# Start of MATERIAL FOR THIS EXERCISE

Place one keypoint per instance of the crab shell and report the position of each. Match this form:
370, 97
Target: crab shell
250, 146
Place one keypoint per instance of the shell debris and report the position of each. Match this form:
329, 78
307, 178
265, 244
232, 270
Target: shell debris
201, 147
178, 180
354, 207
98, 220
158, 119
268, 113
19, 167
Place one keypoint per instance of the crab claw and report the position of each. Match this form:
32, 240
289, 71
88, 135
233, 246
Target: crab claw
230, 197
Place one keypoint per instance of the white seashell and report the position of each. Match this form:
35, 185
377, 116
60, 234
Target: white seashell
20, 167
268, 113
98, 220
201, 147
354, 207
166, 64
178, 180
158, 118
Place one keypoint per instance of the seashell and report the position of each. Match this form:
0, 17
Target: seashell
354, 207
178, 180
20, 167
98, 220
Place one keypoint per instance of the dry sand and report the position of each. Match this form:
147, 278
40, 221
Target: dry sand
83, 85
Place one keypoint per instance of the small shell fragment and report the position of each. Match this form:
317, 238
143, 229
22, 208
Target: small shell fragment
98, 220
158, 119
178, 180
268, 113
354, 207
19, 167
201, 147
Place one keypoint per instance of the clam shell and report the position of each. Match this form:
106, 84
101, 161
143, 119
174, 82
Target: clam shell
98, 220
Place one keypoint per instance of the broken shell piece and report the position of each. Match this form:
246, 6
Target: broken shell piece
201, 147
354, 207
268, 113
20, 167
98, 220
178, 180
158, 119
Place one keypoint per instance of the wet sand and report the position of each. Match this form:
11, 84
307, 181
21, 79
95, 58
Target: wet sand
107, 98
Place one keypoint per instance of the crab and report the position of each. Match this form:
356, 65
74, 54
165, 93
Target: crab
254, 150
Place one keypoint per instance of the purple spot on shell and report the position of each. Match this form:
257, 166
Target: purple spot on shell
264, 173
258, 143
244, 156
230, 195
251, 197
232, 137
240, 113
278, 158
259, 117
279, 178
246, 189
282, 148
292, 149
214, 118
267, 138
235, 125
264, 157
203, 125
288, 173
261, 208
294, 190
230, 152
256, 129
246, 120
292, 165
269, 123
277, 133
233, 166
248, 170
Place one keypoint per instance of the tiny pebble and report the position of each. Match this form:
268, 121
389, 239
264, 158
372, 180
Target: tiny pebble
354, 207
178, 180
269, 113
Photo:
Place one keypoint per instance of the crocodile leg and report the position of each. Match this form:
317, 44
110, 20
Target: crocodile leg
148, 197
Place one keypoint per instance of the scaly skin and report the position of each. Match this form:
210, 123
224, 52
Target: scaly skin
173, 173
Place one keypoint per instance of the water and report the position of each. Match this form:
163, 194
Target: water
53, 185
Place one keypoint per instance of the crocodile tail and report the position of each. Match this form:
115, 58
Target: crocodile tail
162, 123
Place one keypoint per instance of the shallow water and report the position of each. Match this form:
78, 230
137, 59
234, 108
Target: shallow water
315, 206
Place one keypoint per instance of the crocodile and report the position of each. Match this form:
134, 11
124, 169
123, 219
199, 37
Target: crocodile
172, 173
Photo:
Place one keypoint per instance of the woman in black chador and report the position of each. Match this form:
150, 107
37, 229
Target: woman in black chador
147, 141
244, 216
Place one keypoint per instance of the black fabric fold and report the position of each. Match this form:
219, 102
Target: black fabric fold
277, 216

# End of MATERIAL FOR THIS EXERCISE

● **SET EXERCISE**:
Exactly reproduce every line found in the records.

● **TASK SOLUTION**:
Place one keypoint per instance of the crab shell and report the position of each. Match this form:
370, 97
Target: crab shell
250, 146
Place one keypoint per instance of the shell debris and report the position of each. Match this form:
329, 78
307, 178
265, 244
232, 270
Target: shell debris
201, 147
178, 180
354, 207
98, 220
158, 119
268, 113
19, 167
Place one keypoint per instance of the crab claw and report the position of each. Match this form:
32, 240
289, 71
88, 135
233, 246
Target: crab claw
230, 197
Place one keypoint per instance of the white seashell and report the position of each. Match this form:
35, 185
377, 116
60, 234
Target: white seashell
20, 167
268, 113
98, 220
201, 147
354, 207
166, 64
178, 180
158, 118
Place one keypoint per instance of the seashell and report the position of each. Match this form:
0, 17
Target: seashell
354, 207
178, 180
20, 167
98, 220
Place one keypoint per instance of the dry sand and report the position of each. Match this form:
147, 278
40, 221
Target: dry sand
83, 85
Place one keypoint per instance of the small shell fragment and report the position of each. Match this form:
317, 238
143, 229
22, 208
Target: small shell fragment
98, 220
158, 119
178, 180
268, 113
354, 207
19, 167
201, 147
Place one keypoint per instance of the clam shell and report the position of each. Match this form:
106, 84
101, 161
143, 119
174, 82
Target: clam shell
98, 220
Place one keypoint per instance of the broken shell piece and report the position of each. Match this form:
246, 6
Target: broken shell piece
201, 147
354, 207
268, 113
20, 167
98, 220
178, 180
158, 119
Place one keypoint per instance of the wet sand and report the position of each. Match this form:
11, 84
307, 181
21, 79
95, 58
Target: wet sand
107, 98
Place one keypoint per instance of the crab and report the position of each. Match this form:
356, 65
74, 54
165, 93
Target: crab
254, 150
Place one keypoint per instance of the purple spot on shell and report the position of each. Match this form:
257, 166
Target: purple spot on shell
264, 173
258, 143
244, 156
230, 195
251, 197
232, 137
240, 113
278, 158
259, 117
279, 178
246, 189
282, 148
292, 149
214, 118
267, 138
235, 125
264, 157
203, 125
288, 173
261, 208
294, 190
230, 152
256, 129
246, 120
292, 165
269, 123
277, 133
233, 166
248, 170
Place one keypoint per instance of the tiny pebble and report the position of each. Match this form:
268, 121
389, 239
264, 158
372, 180
Target: tiny pebble
354, 207
178, 180
269, 113
Photo:
Place one keypoint per instance of the crocodile leg and report the position of each. Match this form:
317, 44
110, 20
Target: crocodile leg
148, 197
Place one keypoint per instance of the scaly skin and report the position of each. Match this form:
210, 123
224, 52
Target: scaly skin
173, 173
Place one keypoint per instance of the water and report the position of each. Match this form:
163, 194
Target: water
53, 185
Place one keypoint per instance of the crocodile tail and report the position of each. Match this form:
115, 58
Target: crocodile tail
162, 123
Place one keypoint per instance of the shallow water and report the position of each. Match this form:
78, 230
137, 59
234, 108
Target: shallow water
315, 206
Place one keypoint per instance of the crocodile and report the position of each. Match this form:
134, 11
124, 169
123, 219
199, 37
Target: crocodile
172, 173
Photo:
Place one keypoint per instance of the woman in black chador and report the position of each. Match this form:
150, 107
37, 229
Target: woman in black chador
147, 141
244, 216
Place one keypoint per instance of the black fabric fold and report the position of each. Match this form:
219, 102
Target: black fabric fold
277, 216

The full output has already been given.